:: RECORDS SHOWN
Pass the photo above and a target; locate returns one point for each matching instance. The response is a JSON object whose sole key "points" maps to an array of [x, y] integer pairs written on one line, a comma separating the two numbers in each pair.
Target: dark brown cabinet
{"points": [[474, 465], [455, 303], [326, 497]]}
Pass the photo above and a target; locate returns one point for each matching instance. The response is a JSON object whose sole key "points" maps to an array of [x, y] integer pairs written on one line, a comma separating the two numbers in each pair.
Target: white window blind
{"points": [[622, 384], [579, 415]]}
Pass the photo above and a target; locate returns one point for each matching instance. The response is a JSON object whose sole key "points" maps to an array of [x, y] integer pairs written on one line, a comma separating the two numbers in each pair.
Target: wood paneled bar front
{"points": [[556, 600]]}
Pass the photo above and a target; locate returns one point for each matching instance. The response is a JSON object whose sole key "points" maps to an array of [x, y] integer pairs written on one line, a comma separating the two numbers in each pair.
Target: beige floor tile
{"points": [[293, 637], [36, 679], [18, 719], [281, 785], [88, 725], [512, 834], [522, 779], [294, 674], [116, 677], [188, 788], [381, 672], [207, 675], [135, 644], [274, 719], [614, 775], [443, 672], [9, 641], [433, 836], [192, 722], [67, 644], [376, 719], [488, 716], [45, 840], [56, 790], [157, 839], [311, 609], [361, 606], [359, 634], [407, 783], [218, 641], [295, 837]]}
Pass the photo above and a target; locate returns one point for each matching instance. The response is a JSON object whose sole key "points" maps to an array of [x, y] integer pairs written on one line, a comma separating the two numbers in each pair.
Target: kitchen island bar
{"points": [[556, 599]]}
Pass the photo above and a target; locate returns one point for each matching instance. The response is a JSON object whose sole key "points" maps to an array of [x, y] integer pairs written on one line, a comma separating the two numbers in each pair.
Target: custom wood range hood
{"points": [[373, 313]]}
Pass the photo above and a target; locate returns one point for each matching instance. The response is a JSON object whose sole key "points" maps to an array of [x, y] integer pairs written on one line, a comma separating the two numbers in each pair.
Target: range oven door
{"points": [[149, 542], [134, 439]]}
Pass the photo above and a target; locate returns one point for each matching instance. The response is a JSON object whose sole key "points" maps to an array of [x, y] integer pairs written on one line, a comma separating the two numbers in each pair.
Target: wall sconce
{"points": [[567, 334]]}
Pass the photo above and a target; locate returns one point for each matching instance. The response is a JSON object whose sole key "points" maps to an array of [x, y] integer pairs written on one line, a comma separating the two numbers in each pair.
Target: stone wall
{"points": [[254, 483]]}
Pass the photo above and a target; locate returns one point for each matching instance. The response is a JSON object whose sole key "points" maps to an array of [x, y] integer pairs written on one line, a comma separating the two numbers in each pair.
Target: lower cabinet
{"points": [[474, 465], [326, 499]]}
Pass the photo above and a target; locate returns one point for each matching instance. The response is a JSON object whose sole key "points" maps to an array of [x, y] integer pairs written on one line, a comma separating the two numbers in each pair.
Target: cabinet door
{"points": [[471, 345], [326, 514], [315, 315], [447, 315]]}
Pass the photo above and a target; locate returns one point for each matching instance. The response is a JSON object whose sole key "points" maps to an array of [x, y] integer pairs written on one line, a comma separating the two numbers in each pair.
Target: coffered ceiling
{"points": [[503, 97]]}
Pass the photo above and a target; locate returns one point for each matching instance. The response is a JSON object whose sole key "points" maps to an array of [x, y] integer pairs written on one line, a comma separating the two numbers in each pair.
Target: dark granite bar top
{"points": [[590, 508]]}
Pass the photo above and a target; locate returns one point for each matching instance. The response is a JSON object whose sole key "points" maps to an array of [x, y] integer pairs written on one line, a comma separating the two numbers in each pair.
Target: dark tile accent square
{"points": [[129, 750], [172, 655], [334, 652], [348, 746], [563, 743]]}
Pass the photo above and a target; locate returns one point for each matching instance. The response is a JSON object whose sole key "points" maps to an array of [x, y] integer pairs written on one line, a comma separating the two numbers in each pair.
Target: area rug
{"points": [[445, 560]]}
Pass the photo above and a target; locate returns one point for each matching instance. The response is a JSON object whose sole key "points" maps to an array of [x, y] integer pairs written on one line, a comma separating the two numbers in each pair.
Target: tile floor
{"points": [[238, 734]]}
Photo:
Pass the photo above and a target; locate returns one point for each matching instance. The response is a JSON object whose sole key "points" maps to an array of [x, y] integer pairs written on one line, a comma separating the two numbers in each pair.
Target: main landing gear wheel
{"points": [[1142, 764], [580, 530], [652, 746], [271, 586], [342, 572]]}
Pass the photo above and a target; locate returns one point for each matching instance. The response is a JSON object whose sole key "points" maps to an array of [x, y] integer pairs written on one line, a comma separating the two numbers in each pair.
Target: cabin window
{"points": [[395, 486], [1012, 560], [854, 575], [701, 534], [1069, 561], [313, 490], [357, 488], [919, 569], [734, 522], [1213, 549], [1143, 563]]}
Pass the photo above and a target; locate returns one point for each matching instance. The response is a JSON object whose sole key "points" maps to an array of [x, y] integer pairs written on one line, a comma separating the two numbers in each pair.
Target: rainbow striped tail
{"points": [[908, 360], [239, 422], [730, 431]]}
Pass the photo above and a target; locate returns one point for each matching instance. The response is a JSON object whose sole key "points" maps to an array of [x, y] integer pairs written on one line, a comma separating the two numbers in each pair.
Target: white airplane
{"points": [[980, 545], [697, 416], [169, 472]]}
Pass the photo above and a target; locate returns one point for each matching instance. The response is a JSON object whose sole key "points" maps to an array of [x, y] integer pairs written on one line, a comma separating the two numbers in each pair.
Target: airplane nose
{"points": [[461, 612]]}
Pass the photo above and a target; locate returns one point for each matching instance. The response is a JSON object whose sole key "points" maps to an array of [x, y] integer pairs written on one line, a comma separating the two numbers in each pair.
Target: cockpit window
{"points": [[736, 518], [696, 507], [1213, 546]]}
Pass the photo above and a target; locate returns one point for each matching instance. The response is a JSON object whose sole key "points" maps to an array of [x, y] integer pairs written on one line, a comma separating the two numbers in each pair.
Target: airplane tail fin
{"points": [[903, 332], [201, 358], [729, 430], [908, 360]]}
::::
Emit the records above again, exactly, with no line skipped.

Pass the photo above and a target; locate returns one point for each matching instance. The response is a JSON object whose sole key "points" maps to an array of [x, y] integer pairs written on one line, a comma separating the two numbers in each pair.
Target: dark brown cabinet
{"points": [[474, 465], [455, 303], [326, 497]]}
Pass the photo above and a target; locate returns one point for each matching instance. The response is a JSON object whose sole key "points" maps to an array of [x, y] integer pairs written on one line, a comma separating the two numbers in each pair.
Target: white window blind
{"points": [[622, 384], [579, 415]]}
Pass the photo above and a target; locate returns one point for each matching instance. The response is a JSON object whose sole key "points" maps to an array of [x, y] integer pairs written on one line, a comma separating the two numbers in each pair.
Target: wood paneled bar front
{"points": [[556, 600]]}
Pass the photo above and a target; locate returns one point for each matching instance. The response is a JSON object whose sole key "points" maps to an array of [x, y] integer pairs written on one line, a comma separating the two numbers in each pair.
Target: beige floor tile
{"points": [[293, 637], [36, 679], [18, 719], [281, 785], [88, 725], [512, 834], [522, 779], [294, 674], [116, 677], [188, 788], [381, 672], [207, 675], [135, 644], [274, 719], [614, 775], [443, 672], [9, 641], [433, 836], [192, 722], [67, 644], [376, 719], [488, 716], [45, 840], [56, 790], [157, 839], [311, 609], [361, 606], [359, 634], [407, 783], [218, 641], [295, 837]]}
Pass the photo above and a target; locate returns one point for each matching instance. The response is a JSON object whose sole key "points" maps to an array of [x, y] integer pairs written on one line, a comma separating the two numbers in each pair.
Target: kitchen island bar
{"points": [[556, 599]]}
Pass the photo above and a target; locate returns one point for each matching instance. The response is a JSON object whose sole key "points" maps to an array of [x, y] integer pairs written on one line, a comma separating the two numbers in each pair.
Target: custom wood range hood
{"points": [[373, 313]]}
Pass the photo above and a target; locate returns one point for each matching instance. The response is a JSON object whose sole key "points" maps to an array of [x, y] integer pairs written on one line, a comma separating the two numbers in each pair.
Target: range oven door
{"points": [[149, 542], [134, 439]]}
Pass the photo above and a target; locate returns one point for each matching instance. The response is a JSON object whose sole key "points" maps to an array of [x, y] integer pairs written on one line, a comma separating the two numbers in each pair.
Target: wall sconce
{"points": [[567, 334]]}
Pass the photo above and a target; locate returns one point for each matching instance. The response is a JSON object whose sole key "points" maps to an array of [x, y] integer pairs written on one line, a comma separating the two numbers in each pair.
Target: stone wall
{"points": [[254, 483]]}
Pass the photo above and a target; locate returns one point for each matching instance. The response is a JSON object whose sole key "points" maps to an array of [x, y] integer pairs written on one line, a comma separating the two numbers in each pair.
Target: lower cabinet
{"points": [[474, 465], [326, 499]]}
Pass the photo above and a target; locate returns one point for each matching instance. The response is a JSON object whose sole key "points" maps to an array of [x, y] integer pairs written on one line, a comma separating the two numbers in each pair.
Target: cabinet door
{"points": [[471, 345], [326, 514], [315, 315], [447, 315]]}
Pass the photo above and a target; locate returns one point for each matching instance. The response is a JSON object whose sole key "points" maps to an array of [x, y] integer pairs written on one line, a comma separating the two numbers in each pair.
Target: coffered ceiling
{"points": [[503, 97]]}
Pass the photo above and a target; locate returns one point for each matching instance. The response is a JSON object whose sole key "points" maps to an array of [x, y] integer pairs written on one line, a comma separating the two numbers in each pair.
Target: dark granite bar top
{"points": [[590, 508]]}
Pass the photo above and a target; locate returns one point for each matching instance. The response is a JSON object whose sole key "points" maps to an array of [x, y] integer pairs written on one line, a comma separating the two numbers in each pair.
Target: dark tile accent square
{"points": [[129, 750], [172, 655], [334, 652], [348, 746], [563, 743]]}
Pass the photo above and a target; locate returns one point for each matching instance. The response is a JSON object whose sole key "points" maps to an array of [x, y] integer pairs written on one line, a comma separating the two numbers in each pair.
Target: area rug
{"points": [[445, 560]]}
Pass the photo above and a target; locate returns one point for each matching instance. The response is a JSON object whose sole key "points" maps to an array of [x, y] integer pairs written on one line, a comma separating the two numbers in each pair.
Target: tile floor
{"points": [[238, 734]]}
Photo:
Pass the photo above and a target; locate returns one point for each matching instance. The response is a JSON object whose sole key "points" maps to an array of [x, y] integer pairs written on one line, a comma separating the two numbers in each pair.
Target: main landing gear wheel
{"points": [[1142, 764], [580, 530], [652, 746], [271, 586], [342, 572]]}
Pass the photo above and a target; locate returns one point for each matching instance. The response is a JSON object whose sole key "points" maps to an array of [x, y] integer pairs written on one line, a comma separating the two numbers in each pair.
Target: cabin window
{"points": [[395, 486], [1012, 560], [854, 575], [701, 534], [1069, 561], [313, 490], [357, 488], [919, 569], [734, 522], [1213, 549], [1143, 563]]}
Pass the photo above and a target; locate returns one point for each matching instance. The response is a JSON object whose sole key "points" maps to an array of [x, y] integer pairs written on one line, a comma separating the two numbers in each pair.
Target: rainbow striped tail
{"points": [[908, 360], [239, 422], [730, 431]]}
Pass the photo above and a target; locate returns one point for each matching instance. The response is a JSON object whose sole key "points" maps to an array of [x, y] integer pairs written on one line, a comma separating the two numbers in each pair.
Target: white airplane
{"points": [[980, 545], [697, 416], [169, 472]]}
Pass the photo above and a target; locate returns one point for each matching instance. The response is a JSON object whose sole key "points" maps to an array of [x, y] integer pairs written on one line, a comma separating the two numbers in each pair.
Target: airplane nose
{"points": [[461, 612]]}
Pass the photo above and a target; locate returns one point for each matching instance. The response is a JSON object whose sole key "points" maps to an array of [x, y] integer pairs written on one line, a comma separating the two numbers in each pair.
Target: cockpit window
{"points": [[736, 518], [696, 507], [1213, 546]]}
Pass the photo above and a target; locate returns one point for each matching instance. The response is a JSON object whose sole key "points" maps to an array of [x, y] integer pairs written on one line, a comma separating the two numbers in each pair.
Target: airplane tail fin
{"points": [[903, 332], [201, 358], [729, 430], [908, 360]]}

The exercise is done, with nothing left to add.